TASK DETAILS :: Show each line in the listing below that contains the word "cabinet".

======

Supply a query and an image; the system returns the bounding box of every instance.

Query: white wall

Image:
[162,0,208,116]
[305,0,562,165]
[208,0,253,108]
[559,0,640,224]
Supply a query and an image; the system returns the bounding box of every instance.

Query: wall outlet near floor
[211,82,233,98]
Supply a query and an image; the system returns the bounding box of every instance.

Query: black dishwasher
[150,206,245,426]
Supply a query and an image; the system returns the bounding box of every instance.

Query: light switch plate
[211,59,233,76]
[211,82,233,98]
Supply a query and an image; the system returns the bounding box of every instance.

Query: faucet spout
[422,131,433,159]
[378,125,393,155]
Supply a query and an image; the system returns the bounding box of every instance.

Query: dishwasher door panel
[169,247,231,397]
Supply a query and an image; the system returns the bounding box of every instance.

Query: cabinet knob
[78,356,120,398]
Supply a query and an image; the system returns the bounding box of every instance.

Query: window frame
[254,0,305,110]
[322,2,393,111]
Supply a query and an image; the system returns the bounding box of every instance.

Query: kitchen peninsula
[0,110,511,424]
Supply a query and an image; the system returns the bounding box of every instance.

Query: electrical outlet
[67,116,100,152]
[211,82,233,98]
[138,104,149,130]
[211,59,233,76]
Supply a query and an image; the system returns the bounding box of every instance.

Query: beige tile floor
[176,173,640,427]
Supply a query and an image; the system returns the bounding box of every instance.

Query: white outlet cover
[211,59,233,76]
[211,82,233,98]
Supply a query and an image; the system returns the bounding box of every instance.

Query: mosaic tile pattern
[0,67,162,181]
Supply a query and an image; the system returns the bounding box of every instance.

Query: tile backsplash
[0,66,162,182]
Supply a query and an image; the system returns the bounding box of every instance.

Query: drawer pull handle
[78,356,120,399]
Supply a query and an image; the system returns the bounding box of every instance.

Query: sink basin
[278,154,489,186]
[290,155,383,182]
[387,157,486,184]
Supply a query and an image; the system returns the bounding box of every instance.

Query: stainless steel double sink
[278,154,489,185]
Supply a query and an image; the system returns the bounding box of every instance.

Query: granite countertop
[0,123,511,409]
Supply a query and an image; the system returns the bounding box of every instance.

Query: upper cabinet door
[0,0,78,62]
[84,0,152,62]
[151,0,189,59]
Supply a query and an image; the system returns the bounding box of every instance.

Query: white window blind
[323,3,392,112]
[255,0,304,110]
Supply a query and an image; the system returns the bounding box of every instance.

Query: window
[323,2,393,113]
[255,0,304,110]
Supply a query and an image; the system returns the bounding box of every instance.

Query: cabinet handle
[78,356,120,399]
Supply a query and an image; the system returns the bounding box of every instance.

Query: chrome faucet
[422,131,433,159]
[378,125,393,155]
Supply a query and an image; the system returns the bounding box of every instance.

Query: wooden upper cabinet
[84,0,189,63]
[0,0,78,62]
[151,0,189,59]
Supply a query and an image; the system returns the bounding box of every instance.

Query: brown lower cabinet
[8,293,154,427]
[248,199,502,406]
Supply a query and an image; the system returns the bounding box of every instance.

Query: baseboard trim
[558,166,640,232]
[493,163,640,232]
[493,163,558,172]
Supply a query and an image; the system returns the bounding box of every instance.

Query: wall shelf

======

EXERCISE RESULT ::
Query: cabinet knob
Query: upper cabinet door
Query: cabinet handle
Query: wooden upper cabinet
Query: brown lower cabinet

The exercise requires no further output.